■ **ARTICLE**:
"""
Content Banner Ad
Content Banner Ad

It's Time for a Conversation: Resources to Share with Administrators

Feature

Last fall I had the opportunity to speak at the annual banquet hosted by the Associated School Librarians of Fairfax County (VA) for their administrators. I asked the administrators in attendance how many had attended sessions about school librarians at their administrator conferences—a few affirmative responses. Next I asked how many had read articles about school librarians in their professional journals—again, a few affirmative responses. Then I asked how many learned what school librarians do in their educational leadership preparation programs—zero. Finally I asked how many learned what librarians do from librarians with whom they work—100%.

Administrators are absolutely critical to school library programs. They influence staffing, scheduling, and budgets. They have control over facilities, from usage for testing or meetings to facility upgrades and renovations. They appoint educators to key leadership committees and school advisory councils. As instructional leaders in schools, they model perceptions of the library for both students and teachers, and they set the tone for library usage. It is up to librarians to make sure that administrators know the critical role that school librarians play in teaching and learning and how learning in the library contributes to overall school goals. If you already engage in purposeful communication and conversation with your administrator, excellent! If not, the time to begin is now. In either situation, amazing resources are available to assist you in conveying your message.
"""
■ **DATA ENTRIES**:
"""
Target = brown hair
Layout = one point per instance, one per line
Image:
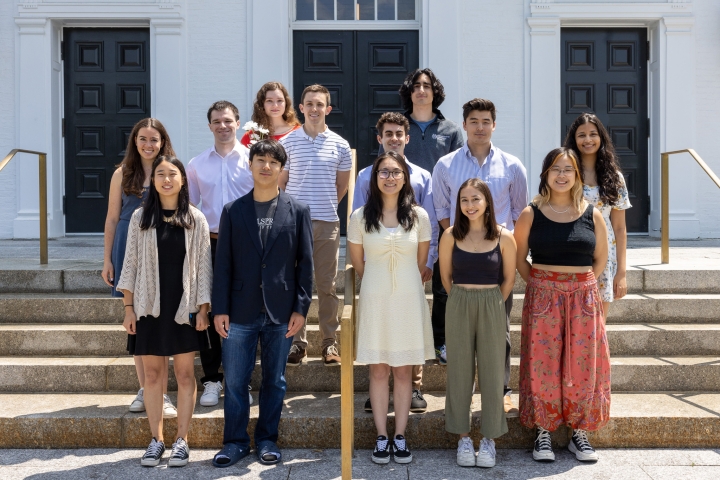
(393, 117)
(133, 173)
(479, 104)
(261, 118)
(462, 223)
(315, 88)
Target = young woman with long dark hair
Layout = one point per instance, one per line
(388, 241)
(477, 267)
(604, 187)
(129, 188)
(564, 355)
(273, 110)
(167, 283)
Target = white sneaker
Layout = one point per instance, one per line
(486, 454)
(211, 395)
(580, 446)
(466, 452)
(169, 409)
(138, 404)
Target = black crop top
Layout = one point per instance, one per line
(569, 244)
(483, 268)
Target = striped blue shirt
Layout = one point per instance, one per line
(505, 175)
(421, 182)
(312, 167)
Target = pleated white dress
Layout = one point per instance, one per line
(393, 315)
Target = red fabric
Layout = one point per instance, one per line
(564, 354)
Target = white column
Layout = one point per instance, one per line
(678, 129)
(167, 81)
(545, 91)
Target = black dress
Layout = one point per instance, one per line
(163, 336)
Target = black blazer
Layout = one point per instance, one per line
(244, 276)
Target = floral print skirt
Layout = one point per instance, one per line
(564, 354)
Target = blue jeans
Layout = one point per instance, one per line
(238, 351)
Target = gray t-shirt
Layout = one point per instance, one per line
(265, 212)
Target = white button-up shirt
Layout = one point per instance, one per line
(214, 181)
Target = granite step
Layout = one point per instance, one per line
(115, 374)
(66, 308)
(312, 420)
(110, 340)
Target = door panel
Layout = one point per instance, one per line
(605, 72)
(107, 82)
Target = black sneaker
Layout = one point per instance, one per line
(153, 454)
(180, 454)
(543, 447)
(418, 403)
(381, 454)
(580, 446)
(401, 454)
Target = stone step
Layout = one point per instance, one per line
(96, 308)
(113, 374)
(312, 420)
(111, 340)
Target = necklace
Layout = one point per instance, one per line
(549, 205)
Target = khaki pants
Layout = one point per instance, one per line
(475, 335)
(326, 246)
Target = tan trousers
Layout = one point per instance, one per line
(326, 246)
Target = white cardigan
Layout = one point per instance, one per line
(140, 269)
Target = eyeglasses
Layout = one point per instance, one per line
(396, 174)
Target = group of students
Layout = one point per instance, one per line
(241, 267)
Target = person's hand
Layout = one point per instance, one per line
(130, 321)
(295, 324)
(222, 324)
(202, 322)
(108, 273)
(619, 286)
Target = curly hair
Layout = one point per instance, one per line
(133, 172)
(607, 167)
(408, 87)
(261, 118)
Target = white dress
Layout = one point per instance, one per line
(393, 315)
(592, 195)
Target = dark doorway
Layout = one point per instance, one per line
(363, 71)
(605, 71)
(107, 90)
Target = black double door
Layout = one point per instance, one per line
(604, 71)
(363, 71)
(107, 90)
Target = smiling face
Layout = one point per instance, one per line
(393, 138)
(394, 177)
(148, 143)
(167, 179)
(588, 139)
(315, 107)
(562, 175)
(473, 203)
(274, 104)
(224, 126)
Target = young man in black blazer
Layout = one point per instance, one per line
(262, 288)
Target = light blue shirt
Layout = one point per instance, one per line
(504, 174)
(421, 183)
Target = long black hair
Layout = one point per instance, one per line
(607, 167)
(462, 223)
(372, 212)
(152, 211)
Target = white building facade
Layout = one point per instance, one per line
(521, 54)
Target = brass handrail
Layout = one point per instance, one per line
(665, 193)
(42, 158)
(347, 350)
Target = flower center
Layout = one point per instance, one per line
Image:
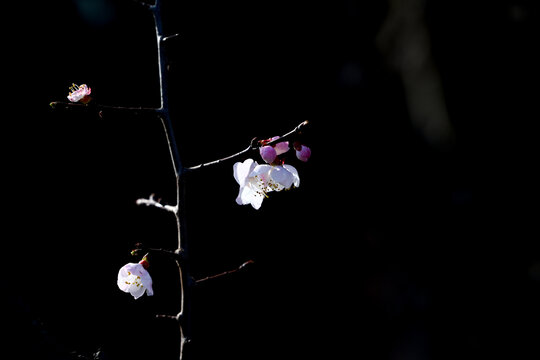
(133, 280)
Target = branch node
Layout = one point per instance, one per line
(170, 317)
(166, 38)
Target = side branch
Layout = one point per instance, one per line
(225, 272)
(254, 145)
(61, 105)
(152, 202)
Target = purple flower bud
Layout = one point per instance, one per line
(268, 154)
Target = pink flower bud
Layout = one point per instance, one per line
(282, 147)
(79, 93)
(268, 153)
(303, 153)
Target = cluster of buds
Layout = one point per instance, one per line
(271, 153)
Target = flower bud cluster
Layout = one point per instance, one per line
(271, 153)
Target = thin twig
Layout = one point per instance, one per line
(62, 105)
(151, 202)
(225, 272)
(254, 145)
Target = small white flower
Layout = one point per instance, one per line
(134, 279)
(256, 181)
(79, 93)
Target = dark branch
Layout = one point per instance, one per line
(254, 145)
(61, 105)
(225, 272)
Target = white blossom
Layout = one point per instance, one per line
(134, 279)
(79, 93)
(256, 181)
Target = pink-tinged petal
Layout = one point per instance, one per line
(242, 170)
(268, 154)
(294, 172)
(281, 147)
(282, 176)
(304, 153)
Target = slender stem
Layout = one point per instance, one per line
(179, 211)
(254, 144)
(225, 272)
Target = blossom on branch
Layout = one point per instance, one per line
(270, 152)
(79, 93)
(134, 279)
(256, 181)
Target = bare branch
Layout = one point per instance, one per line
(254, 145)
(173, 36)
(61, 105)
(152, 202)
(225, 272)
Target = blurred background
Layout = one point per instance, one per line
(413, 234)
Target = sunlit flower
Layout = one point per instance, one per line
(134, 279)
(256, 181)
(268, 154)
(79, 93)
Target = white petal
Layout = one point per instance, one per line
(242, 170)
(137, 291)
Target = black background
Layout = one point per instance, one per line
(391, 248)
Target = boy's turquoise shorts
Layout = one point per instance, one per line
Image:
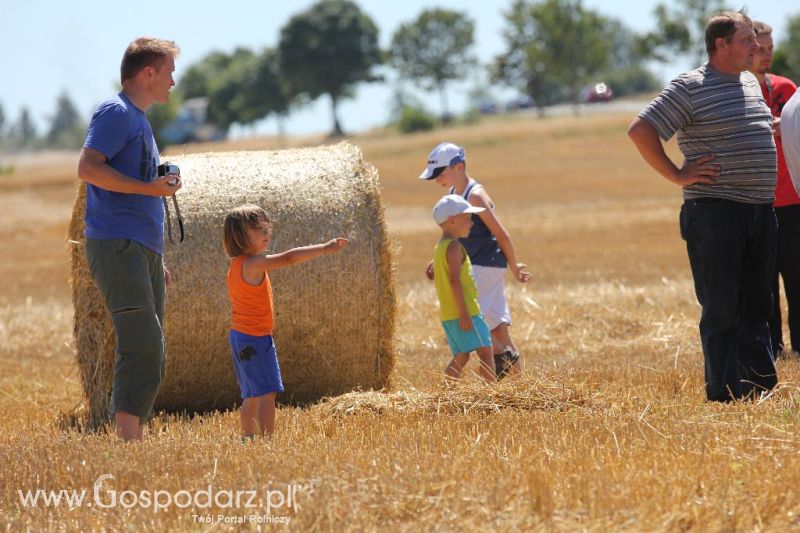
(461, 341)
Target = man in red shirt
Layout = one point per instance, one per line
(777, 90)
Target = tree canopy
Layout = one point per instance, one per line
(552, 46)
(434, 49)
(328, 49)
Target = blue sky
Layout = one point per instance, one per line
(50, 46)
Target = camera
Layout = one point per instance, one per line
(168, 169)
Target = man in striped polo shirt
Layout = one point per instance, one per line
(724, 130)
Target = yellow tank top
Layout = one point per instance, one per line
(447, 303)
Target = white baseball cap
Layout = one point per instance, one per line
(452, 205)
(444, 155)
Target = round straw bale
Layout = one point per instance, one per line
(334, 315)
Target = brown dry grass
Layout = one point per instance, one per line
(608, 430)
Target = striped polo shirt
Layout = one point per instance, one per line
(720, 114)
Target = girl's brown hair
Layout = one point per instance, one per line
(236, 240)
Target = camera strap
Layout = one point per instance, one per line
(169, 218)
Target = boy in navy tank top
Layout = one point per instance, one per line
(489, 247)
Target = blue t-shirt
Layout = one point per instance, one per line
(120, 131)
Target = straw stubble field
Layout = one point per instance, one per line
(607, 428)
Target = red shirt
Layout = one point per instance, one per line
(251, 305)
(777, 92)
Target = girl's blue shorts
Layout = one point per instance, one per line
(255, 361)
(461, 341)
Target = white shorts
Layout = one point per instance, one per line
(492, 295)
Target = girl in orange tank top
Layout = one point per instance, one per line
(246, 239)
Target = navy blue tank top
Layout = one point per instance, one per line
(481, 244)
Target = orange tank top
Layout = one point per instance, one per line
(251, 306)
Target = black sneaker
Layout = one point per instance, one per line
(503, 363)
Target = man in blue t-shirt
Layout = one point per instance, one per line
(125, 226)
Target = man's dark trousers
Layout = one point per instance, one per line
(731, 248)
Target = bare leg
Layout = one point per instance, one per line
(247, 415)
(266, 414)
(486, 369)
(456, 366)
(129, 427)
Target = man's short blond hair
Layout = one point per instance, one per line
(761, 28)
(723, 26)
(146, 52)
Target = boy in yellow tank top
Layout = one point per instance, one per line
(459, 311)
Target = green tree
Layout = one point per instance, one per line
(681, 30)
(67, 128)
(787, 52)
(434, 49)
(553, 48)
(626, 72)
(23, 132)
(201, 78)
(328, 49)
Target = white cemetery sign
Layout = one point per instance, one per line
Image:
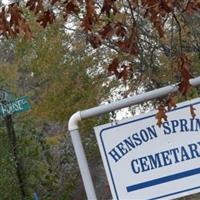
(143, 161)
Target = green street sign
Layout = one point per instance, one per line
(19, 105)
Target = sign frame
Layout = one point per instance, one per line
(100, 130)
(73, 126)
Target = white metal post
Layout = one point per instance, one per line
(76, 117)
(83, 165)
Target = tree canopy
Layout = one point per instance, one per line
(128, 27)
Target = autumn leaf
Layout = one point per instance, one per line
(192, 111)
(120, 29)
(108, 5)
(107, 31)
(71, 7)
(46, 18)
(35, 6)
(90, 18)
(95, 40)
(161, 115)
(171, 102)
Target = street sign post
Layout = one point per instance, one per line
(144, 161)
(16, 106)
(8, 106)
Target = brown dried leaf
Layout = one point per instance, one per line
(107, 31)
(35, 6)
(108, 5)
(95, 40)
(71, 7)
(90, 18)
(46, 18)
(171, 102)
"""
"""
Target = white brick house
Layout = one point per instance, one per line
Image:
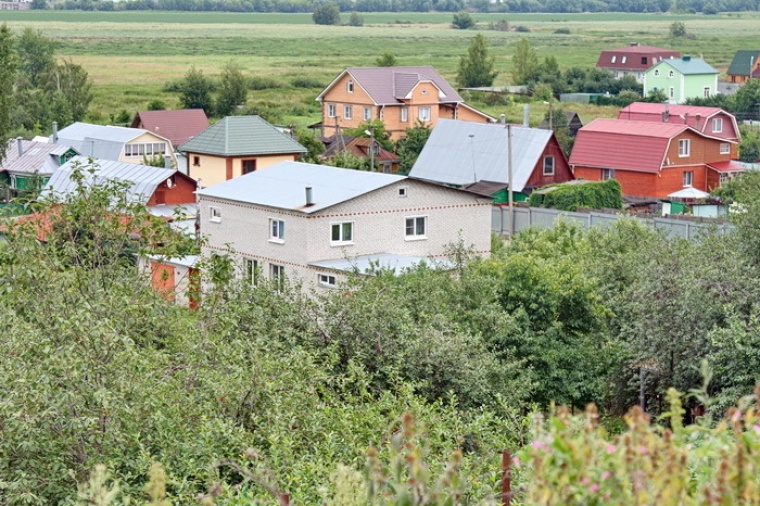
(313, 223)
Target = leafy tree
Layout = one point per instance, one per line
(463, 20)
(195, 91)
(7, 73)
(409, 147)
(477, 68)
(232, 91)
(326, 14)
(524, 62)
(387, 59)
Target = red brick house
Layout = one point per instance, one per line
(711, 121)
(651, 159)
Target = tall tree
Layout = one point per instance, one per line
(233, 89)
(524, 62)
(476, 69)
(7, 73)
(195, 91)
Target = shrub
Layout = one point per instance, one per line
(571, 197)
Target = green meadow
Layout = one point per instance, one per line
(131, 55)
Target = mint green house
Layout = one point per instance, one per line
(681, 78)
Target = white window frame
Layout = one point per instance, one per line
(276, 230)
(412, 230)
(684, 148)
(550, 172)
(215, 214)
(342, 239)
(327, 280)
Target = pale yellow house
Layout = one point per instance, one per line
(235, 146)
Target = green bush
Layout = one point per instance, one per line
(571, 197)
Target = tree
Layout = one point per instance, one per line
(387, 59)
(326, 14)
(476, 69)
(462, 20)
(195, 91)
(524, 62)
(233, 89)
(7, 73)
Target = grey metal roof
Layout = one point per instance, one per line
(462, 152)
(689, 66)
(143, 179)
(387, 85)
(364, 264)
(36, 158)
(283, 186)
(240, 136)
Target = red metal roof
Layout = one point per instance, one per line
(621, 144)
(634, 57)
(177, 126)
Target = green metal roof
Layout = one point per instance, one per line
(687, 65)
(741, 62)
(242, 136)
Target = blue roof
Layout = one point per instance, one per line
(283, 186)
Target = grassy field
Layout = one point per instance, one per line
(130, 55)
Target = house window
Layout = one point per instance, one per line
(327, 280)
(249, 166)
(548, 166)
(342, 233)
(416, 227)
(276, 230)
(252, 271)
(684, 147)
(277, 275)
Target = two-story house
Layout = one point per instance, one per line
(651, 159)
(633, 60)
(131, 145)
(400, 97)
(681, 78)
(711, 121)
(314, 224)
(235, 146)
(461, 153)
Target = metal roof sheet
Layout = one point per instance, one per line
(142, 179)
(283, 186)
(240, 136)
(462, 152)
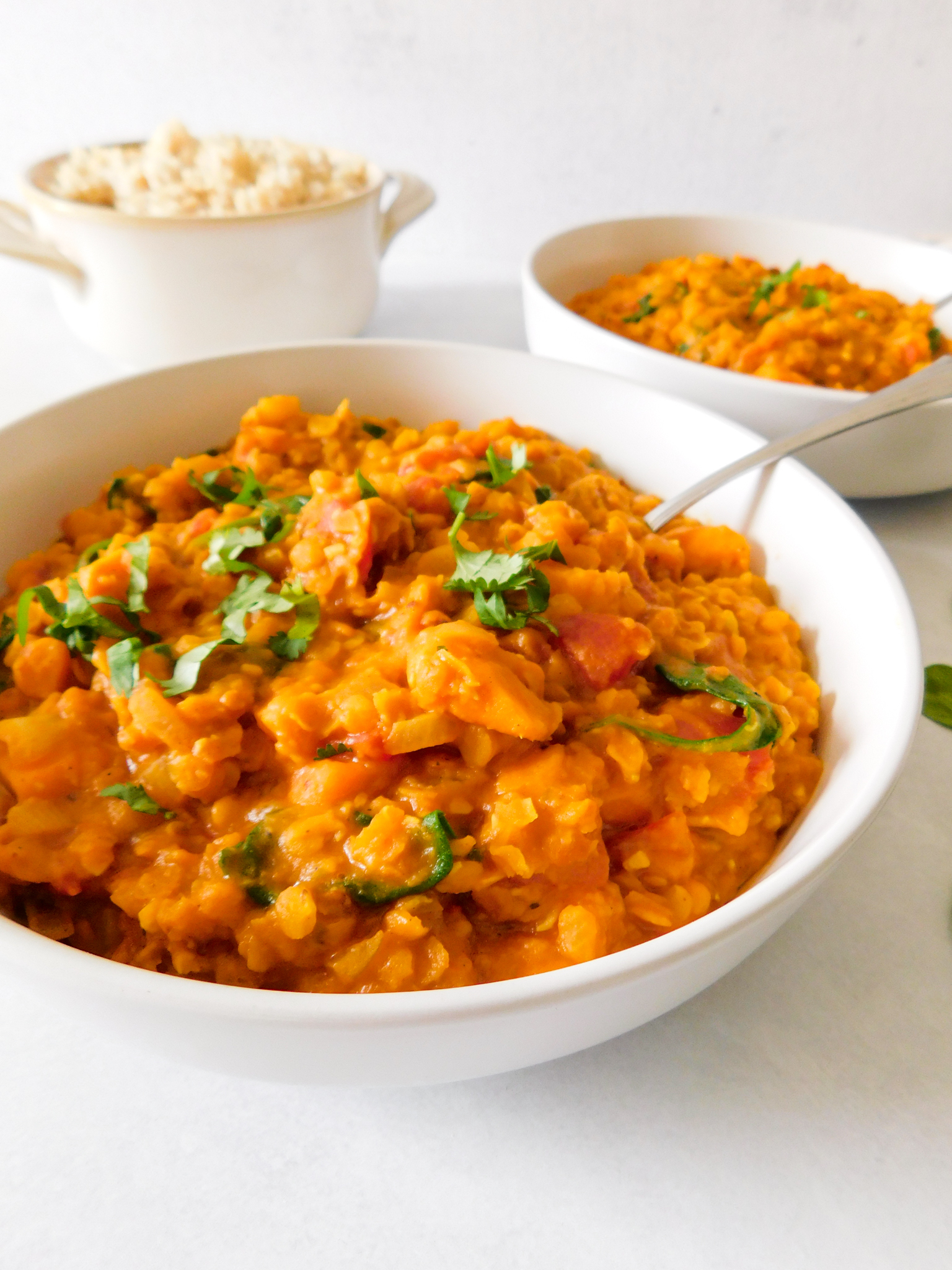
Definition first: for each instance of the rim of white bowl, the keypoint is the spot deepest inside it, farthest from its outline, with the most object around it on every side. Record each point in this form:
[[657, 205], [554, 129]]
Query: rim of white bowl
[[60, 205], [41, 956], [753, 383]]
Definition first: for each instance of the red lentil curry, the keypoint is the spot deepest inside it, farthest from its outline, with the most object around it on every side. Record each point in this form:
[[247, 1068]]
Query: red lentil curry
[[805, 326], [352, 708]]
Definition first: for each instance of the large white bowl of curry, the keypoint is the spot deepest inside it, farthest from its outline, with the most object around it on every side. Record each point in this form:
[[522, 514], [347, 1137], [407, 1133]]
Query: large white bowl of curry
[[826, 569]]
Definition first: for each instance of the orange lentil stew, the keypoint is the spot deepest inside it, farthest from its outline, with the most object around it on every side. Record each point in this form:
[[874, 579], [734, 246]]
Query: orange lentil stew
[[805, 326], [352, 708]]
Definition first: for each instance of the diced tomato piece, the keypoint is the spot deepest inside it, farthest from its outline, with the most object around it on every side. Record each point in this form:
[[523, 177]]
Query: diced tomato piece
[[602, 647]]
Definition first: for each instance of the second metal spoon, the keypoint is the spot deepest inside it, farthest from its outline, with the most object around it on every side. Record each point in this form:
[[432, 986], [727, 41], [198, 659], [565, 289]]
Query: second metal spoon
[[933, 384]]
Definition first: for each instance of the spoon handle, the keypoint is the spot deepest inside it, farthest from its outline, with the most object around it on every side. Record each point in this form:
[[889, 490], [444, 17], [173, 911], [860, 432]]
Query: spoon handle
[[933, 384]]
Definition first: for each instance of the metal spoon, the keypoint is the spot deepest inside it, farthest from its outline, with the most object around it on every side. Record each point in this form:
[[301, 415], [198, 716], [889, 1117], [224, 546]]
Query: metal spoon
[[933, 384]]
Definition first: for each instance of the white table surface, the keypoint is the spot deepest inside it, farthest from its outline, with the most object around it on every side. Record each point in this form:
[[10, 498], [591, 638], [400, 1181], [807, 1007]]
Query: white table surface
"""
■ **STATED PROBLEM**: Rewrite the article on school librarians and administrators from "Administrators are absolutely" to "conveying your message.", putting "funding" in place of "budgets". The records can be left aside; they are not needed here.

■ **THE COMPLETED TASK**:
Administrators are absolutely critical to school library programs. They influence staffing, scheduling, and funding. They have control over facilities, from usage for testing or meetings to facility upgrades and renovations. They appoint educators to key leadership committees and school advisory councils. As instructional leaders in schools, they model perceptions of the library for both students and teachers, and they set the tone for library usage. It is up to librarians to make sure that administrators know the critical role that school librarians play in teaching and learning and how learning in the library contributes to overall school goals. If you already engage in purposeful communication and conversation with your administrator, excellent! If not, the time to begin is now. In either situation, amazing resources are available to assist you in conveying your message.